■ **EXTRACT TO READ**
§
A fragmented approach often means that there is an unnecessary duplication of data and systems, and
inconsistencies in risk-perspectives.
A Layered Approach
A risk management framework can be made more robust by layering it so that it is based on multiple pillars which
mutually re-enforce one another. In this context some 'duplication' is not always a bad thing.
An Informed Approach
Risk managers need to have a deep understanding of the things that they are managing - this is a particular challenge
in some areas of finance, where complex financial instruments can be created and traded very quickly.
A Systems-Enabled Approach
Systems should be able to support and enable business processes, including risk management, rather than
constraining them.
Business processes should drive systems requirements, rather than business processes being driven by the limitations
of poor systems.
A Model-Aware Approach
Where models are used to quantify risk, risk managers need to understand them in sufficient detail to know how
to interpret the results. This includes what they can and can't be used for, and what their assumptions and
shortcomings are.
A Practical Approach
Experience and informed common sense are always at least as important as the results of statistical models - this
sometimes gets forgotten in the understandable desire to quantify and analyse.
An Independent Approach
Management frameworks should be structured so that it is not possible for risk management decisions to be confused or
influenced in an inappropriate way.
An Incentivised Approach
It is important that risk managers are properly incentivised for what they do, which is often about saying
'No' and appearing to stand in the way of short-term profit.
It would be very hard to convince most people who have ever worked in the financial world that risk managers
who prevent losses would receive anything like the same rewards as traders who make profits of a similar size.
§
■ **DIRECTIONS**
• 1. List every approach heading in the risk management text.
• 2. Answer these questions using the risk management text, one line each:
(a) According to the text, what does a fragmented approach often mean?
(b) What should drive systems requirements?
(c) What does the text say is always at least as important as the results of statistical models?
• 3. Retype the part of the risk management text between "A Model-Aware Approach" and "of short-term profit.", inclusive.

■ **SOURCE EXCERPT**
§
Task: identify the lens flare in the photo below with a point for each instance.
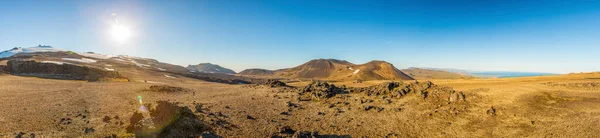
(120, 33)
§
■ **SOLUTIONS TO THE TASKS**
• 1.
A Layered Approach
An Informed Approach
A Systems-Enabled Approach
A Model-Aware Approach
A Practical Approach
An Independent Approach
An Incentivised Approach

• 2.
(a) An unnecessary duplication of data and systems, and inconsistencies in risk-perspectives.
(b) Business processes.
(c) Experience and informed common sense.

• 3.
A Model-Aware Approach
Where models are used to quantify risk, risk managers need to understand them in sufficient detail to know how
to interpret the results. This includes what they can and can't be used for, and what their assumptions and
shortcomings are.
A Practical Approach
Experience and informed common sense are always at least as important as the results of statistical models - this
sometimes gets forgotten in the understandable desire to quantify and analyse.
An Independent Approach
Management frameworks should be structured so that it is not possible for risk management decisions to be confused or
influenced in an inappropriate way.
An Incentivised Approach
It is important that risk managers are properly incentivised for what they do, which is often about saying
'No' and appearing to stand in the way of short-term profit.